Text block >>

◇ ◇ ◇ ◇ ◇ ◇ ◇

Introduction The supplementary motor area (SMA) is frequently involved by brain tumours (particularly WHO grade II gliomas). Surgery in this area can be followed by the ‘SMA syndrome’, characterised by contralateral akinesia and mutism. Knowledge of the connections of the SMA can provide new insights on the genesis of the SMA syndrome, and a better understanding of the challenges related to operating in this region.

Methods White matter connections of the SMA were studied with both postmortem dissection and advance diffusion imaging tractography. Postmortem dissections were performed according to the Klingler technique. 12 specimens were fixed in 10% formalin and frozen at −15°C for 2 weeks. After thawing, dissection was performed with blunt dissectors. For diffusion tractography, high-resolution diffusion imaging datasets from 10 adult healthy controls from the Human Connectome Project database were used. Whole brain tractography was performed using a spherical deconvolution approach.

◇ ◇ ◇ ◇ ◇ ◇ ◇

Dataset entries

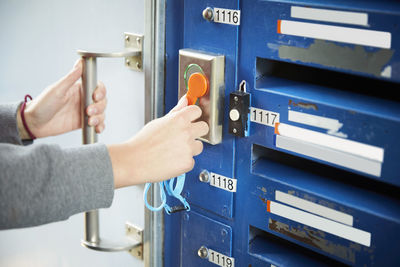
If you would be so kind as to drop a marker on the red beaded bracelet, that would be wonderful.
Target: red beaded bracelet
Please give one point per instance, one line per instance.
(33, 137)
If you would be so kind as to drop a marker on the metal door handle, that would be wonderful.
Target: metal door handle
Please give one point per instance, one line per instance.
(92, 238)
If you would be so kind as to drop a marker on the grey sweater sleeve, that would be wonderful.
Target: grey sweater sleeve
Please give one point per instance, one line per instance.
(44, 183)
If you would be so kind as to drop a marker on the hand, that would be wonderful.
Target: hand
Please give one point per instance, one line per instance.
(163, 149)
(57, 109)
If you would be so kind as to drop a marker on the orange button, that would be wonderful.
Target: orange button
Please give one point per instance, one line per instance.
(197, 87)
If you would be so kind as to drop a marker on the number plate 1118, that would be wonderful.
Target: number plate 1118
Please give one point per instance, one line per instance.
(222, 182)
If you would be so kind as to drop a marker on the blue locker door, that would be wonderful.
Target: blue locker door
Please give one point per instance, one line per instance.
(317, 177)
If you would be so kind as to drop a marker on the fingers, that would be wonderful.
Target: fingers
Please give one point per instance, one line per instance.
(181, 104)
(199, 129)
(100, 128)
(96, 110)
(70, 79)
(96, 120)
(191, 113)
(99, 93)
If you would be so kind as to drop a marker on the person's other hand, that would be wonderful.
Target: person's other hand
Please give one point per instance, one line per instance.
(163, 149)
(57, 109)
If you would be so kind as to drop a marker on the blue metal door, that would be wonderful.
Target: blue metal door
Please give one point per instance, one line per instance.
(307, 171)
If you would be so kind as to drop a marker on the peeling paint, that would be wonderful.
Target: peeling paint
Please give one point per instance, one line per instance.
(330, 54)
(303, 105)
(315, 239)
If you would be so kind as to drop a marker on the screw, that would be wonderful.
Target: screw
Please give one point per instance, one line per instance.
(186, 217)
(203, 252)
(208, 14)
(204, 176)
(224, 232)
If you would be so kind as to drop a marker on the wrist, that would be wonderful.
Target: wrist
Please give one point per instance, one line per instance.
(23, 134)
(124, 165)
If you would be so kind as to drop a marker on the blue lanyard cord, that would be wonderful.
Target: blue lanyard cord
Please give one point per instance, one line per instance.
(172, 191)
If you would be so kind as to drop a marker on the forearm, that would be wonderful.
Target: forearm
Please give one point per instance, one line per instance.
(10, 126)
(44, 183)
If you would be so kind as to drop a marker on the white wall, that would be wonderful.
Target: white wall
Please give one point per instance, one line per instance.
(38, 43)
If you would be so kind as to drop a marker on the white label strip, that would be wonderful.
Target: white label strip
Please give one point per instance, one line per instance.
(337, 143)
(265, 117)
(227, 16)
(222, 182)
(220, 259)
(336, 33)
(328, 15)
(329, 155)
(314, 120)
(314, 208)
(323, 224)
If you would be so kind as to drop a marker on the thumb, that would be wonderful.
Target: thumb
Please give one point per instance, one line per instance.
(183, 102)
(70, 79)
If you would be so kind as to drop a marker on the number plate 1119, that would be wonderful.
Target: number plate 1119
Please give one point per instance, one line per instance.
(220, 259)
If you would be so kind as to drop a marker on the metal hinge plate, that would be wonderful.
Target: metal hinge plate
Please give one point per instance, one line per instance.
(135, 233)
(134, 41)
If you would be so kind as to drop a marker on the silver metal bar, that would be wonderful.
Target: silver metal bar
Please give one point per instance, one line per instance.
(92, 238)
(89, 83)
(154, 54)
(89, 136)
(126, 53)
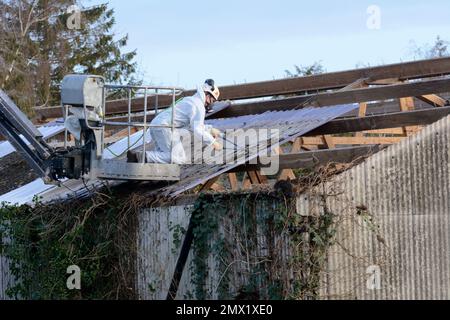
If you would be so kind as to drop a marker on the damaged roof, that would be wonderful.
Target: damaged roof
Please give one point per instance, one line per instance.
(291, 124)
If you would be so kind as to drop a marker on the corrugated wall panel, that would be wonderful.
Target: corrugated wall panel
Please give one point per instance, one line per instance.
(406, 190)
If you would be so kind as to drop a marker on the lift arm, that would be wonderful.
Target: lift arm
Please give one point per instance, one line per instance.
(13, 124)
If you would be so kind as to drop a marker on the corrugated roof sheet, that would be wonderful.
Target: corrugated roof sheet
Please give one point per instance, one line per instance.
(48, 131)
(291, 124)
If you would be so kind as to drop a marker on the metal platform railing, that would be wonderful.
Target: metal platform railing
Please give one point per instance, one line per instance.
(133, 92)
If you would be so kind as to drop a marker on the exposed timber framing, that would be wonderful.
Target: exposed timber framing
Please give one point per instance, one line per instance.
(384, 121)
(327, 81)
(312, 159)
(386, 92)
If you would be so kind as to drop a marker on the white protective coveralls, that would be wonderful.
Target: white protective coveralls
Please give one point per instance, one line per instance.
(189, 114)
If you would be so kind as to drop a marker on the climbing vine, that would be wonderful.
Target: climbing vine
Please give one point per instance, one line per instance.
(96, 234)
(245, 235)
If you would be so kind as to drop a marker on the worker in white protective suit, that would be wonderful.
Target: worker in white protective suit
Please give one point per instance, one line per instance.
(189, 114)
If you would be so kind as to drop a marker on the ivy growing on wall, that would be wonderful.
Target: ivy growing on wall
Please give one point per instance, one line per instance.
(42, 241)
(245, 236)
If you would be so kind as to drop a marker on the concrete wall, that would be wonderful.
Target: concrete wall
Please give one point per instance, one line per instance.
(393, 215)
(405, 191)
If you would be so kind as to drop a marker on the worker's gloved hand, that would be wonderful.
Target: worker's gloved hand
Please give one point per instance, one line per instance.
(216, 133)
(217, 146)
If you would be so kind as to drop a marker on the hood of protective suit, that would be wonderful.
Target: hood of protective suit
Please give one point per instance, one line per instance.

◇ ◇ ◇ ◇ ◇ ◇ ◇

Exercise instructions >>
1 > According to the passage on the supplementary motor area, what two symptoms characterize the SMA syndrome?
2 > Write the next part of the passage on the supplementary motor area, beginning after its final sentence.
The records have no connection to the passage on the supplementary motor area.

Responses in order >>
1 > Contralateral akinesia and mutism.

2 >
Results Five main connections were identified in both postmortem dissections and tractography reconstructions: (1) U-fibres running in the precentral sulcus, connecting the precentral gyrus and the SMA; (2) U-fibres running in the cingulate sulcus, connecting the SMA with the cingulate gyrus; (3) frontal ‘aslant’ fascicle, directly connecting the SMA with the pars opercularis of the inferior frontal gyrus; (4) medial fibres connecting the SMA with the striatum; and (5) SMA callosal fibres. Good concordance was observed between postmortem dissections and diffusion tractography.

Conclusions The SMA shows a wide range of white matter connections with motor, language and lymbic areas. Features of the SMA syndrome (akinesia and mutism) can be better understood on the basis of these findings.